** Opening Records supplied block **

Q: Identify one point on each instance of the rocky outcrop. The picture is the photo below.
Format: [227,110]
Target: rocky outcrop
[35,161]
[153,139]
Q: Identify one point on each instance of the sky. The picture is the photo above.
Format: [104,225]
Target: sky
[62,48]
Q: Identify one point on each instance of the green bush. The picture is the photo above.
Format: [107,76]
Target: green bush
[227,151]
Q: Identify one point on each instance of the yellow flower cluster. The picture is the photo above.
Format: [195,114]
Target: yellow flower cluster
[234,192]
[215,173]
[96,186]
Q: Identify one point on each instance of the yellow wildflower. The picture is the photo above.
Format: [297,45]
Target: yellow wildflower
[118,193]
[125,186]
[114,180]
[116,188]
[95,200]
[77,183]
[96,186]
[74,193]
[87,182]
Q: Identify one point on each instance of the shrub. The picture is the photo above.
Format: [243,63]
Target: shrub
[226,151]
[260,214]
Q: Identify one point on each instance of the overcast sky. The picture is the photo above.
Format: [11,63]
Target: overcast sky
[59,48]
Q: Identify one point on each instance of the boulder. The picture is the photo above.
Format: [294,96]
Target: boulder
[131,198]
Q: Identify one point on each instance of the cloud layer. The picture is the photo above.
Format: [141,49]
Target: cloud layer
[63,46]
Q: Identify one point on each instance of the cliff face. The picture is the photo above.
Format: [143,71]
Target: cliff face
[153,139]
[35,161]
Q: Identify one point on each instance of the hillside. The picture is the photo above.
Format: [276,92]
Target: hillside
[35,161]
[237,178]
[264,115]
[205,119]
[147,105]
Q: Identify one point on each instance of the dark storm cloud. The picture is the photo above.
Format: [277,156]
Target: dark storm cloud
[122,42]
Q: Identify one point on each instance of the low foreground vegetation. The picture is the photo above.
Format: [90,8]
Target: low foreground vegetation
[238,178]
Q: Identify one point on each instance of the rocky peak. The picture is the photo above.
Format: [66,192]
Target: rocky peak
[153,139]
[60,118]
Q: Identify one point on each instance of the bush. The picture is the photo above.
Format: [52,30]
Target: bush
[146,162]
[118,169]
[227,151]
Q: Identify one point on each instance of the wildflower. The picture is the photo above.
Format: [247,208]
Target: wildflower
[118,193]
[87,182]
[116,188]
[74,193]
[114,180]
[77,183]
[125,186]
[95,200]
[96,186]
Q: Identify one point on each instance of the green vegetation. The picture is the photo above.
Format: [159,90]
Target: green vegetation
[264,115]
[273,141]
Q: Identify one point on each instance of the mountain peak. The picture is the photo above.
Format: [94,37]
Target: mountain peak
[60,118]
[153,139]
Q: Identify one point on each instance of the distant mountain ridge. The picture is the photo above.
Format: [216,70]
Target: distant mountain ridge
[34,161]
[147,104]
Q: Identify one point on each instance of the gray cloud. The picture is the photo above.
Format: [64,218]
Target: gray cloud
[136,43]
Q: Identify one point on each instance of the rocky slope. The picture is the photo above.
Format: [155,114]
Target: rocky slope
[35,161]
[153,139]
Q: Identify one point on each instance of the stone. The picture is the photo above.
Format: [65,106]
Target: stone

** Closing Records supplied block **

### What is expected
How many of the lines above include "stone"? Only the number should be given.

### Solution
2